**Given problem:**
Locate the line that contains "Note: annotate every instance of the white parapet". Copy it and every following line through the end of the records, exactly, and include nothing else.

___ Stored rows ___

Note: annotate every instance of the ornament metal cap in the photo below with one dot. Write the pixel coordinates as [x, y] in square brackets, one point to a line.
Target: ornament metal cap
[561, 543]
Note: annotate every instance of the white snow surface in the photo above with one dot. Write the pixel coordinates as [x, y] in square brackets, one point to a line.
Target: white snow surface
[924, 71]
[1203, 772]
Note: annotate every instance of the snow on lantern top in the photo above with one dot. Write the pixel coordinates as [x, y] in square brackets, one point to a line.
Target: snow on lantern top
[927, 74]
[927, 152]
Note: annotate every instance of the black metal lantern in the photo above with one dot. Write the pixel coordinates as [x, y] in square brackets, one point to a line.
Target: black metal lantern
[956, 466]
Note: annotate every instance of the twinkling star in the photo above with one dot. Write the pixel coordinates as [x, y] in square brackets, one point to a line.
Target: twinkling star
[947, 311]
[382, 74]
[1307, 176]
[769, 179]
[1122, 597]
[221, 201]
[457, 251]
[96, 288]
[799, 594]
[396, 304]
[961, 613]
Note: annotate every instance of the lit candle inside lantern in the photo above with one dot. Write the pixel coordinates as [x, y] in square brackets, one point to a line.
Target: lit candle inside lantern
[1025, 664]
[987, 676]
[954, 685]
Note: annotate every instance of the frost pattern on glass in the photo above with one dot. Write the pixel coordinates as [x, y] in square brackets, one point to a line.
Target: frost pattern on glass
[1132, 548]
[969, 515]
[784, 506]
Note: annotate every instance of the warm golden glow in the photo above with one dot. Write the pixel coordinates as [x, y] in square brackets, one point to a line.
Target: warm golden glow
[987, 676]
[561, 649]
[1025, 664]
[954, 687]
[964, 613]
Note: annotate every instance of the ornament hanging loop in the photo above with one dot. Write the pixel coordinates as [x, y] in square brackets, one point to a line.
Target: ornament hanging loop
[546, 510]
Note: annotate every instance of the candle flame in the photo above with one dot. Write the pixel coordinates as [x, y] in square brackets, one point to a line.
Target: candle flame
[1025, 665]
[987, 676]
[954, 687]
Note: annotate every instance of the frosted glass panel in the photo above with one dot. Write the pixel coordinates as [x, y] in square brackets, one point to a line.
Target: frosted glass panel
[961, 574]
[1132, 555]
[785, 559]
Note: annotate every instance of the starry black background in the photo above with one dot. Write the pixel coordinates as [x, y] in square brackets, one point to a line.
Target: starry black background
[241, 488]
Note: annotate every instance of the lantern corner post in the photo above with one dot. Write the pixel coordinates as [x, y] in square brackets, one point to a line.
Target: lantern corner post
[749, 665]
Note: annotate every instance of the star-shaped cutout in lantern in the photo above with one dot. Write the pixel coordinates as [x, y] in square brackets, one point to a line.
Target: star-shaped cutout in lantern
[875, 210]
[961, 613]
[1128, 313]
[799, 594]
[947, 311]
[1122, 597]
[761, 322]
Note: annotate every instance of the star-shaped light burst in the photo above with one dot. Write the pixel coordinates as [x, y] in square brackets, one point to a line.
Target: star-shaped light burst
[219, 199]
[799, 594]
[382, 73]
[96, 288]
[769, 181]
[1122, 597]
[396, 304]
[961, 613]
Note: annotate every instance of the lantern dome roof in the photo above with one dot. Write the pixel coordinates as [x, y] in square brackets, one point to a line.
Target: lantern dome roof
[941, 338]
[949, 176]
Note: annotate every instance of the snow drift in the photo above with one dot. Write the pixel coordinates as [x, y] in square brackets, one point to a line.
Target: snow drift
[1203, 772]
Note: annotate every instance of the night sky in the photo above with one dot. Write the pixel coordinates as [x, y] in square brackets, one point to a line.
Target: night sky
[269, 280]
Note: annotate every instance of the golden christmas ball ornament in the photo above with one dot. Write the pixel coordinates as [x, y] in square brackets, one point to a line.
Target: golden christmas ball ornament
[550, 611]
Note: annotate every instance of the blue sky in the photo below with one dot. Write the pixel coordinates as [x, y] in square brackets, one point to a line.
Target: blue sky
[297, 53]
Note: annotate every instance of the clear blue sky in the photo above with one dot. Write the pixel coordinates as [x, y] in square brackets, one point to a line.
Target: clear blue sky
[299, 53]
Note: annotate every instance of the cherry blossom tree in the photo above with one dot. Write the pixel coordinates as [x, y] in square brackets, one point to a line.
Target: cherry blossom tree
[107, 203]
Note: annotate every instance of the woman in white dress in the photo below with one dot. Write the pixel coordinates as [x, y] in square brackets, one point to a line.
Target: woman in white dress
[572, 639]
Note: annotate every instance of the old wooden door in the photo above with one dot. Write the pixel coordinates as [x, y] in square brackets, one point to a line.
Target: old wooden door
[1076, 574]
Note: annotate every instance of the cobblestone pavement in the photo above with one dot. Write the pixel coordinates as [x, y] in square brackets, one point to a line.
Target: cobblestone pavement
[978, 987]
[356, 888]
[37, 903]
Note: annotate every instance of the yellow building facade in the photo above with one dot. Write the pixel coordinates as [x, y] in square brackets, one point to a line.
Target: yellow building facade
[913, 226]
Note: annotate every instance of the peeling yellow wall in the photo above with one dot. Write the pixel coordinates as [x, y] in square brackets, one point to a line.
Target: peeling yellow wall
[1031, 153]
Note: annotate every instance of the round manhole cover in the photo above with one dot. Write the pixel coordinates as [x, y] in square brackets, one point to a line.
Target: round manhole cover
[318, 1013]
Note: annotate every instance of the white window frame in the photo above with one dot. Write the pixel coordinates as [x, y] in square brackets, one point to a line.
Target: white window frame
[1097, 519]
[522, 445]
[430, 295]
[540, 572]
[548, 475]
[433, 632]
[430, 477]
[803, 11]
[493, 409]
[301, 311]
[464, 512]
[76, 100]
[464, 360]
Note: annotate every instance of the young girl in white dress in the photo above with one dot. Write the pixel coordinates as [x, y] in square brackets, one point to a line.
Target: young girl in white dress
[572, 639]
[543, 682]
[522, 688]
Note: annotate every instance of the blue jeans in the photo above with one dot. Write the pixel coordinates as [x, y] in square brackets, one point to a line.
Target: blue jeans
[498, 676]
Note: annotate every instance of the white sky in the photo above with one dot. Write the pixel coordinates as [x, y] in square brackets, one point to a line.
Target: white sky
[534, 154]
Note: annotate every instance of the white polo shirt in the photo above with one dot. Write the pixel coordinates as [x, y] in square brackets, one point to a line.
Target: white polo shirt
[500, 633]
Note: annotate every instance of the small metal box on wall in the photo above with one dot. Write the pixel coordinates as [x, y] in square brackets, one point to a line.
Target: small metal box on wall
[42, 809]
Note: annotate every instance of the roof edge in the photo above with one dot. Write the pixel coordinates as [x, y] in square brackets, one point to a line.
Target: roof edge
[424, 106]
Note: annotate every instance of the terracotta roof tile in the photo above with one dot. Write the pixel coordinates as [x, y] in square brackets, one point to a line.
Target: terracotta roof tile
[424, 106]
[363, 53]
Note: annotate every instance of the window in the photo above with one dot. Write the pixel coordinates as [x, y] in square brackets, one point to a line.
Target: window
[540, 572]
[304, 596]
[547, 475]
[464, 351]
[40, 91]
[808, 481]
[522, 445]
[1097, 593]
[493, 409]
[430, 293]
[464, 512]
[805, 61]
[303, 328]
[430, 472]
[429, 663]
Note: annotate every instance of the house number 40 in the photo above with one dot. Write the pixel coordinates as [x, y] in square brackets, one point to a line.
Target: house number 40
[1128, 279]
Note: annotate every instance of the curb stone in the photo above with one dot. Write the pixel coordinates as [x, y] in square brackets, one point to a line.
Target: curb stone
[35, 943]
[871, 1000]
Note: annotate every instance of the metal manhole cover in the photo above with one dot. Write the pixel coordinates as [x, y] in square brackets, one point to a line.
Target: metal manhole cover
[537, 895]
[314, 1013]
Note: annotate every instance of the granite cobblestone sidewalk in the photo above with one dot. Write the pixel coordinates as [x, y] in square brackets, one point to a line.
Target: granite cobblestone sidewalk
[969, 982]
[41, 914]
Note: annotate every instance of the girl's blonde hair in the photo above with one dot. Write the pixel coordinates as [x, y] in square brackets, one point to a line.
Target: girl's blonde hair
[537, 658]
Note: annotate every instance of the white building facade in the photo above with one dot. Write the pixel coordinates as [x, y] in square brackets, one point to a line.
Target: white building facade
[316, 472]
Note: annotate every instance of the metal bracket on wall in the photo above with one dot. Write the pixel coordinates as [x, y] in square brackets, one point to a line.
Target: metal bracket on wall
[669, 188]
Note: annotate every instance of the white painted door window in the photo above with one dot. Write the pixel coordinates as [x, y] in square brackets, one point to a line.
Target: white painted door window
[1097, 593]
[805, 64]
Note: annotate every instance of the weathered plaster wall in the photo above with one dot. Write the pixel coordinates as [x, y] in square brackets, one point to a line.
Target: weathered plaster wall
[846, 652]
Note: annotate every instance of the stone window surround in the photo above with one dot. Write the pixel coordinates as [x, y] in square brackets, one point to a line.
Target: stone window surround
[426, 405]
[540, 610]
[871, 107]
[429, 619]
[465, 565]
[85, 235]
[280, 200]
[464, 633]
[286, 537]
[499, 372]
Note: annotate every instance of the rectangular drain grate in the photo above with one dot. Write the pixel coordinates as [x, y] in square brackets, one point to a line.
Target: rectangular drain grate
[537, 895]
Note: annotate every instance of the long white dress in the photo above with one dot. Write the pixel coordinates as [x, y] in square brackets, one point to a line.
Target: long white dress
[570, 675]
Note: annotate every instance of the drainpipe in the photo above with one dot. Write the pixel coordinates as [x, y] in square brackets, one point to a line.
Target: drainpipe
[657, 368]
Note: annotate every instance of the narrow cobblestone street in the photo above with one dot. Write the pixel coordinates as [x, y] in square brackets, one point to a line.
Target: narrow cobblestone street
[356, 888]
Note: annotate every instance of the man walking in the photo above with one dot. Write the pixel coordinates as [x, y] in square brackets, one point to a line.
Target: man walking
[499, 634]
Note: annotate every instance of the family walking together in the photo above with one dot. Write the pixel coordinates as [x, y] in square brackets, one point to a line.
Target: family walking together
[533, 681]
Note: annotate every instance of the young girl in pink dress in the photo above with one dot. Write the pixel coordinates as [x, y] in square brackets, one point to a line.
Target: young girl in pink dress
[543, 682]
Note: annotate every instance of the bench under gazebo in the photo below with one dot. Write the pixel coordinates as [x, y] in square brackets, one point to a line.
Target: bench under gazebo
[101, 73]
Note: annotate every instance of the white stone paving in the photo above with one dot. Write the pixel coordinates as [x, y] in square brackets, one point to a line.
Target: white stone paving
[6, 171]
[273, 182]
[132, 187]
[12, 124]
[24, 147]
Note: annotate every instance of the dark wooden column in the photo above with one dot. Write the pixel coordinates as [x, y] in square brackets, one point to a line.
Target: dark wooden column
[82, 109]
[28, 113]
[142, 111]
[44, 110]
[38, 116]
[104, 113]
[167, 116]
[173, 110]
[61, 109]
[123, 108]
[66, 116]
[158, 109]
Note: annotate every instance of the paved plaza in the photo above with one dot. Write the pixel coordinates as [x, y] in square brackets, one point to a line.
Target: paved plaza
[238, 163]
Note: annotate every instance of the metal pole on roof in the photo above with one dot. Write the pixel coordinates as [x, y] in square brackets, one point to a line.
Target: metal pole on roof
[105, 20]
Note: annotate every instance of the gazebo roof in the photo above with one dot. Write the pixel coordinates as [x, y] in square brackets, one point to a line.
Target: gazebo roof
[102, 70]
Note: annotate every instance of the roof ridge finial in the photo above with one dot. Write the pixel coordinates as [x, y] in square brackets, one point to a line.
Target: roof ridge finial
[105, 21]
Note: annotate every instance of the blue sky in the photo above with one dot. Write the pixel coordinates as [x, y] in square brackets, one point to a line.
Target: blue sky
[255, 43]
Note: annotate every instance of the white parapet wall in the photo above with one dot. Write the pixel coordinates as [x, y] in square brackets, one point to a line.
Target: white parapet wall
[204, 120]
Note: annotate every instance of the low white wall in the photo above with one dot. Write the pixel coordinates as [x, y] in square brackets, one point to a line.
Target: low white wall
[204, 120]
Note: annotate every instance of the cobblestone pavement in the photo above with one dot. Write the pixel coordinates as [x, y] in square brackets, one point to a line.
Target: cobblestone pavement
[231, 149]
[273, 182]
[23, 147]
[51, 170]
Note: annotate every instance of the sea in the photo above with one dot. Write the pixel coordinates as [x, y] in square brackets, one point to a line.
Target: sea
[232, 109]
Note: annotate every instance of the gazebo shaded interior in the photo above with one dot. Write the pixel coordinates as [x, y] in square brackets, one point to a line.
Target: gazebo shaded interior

___

**Written reply:**
Note: annotate every instance of the white parapet wall in the photo above with one dot. Write the pixel coordinates as [x, y] in square brackets, one point to a line.
Target: white parapet wall
[204, 120]
Note: annotate every instance of the low white wall in the photo above with one dot. Write the pixel coordinates as [x, y] in square brackets, one point to a line.
Target: low white wall
[204, 120]
Note: annotate every instance of the cobblestone pavement in the photo above with one dot. Write the pixel coordinates as [x, y] in square brackets, one point to a line.
Target: cobblestone pavement
[231, 149]
[273, 182]
[23, 147]
[51, 170]
Note: annotate every instance of the sea in the photo above with one dot. Write the pixel coordinates as [x, y] in square brackets, one point to a line.
Target: sea
[232, 109]
Note: annotate every instance of the gazebo shaded interior in the photo above with one dot. Write the pixel coordinates as [x, y] in square brackets, one point to a line.
Target: gazebo shaded interior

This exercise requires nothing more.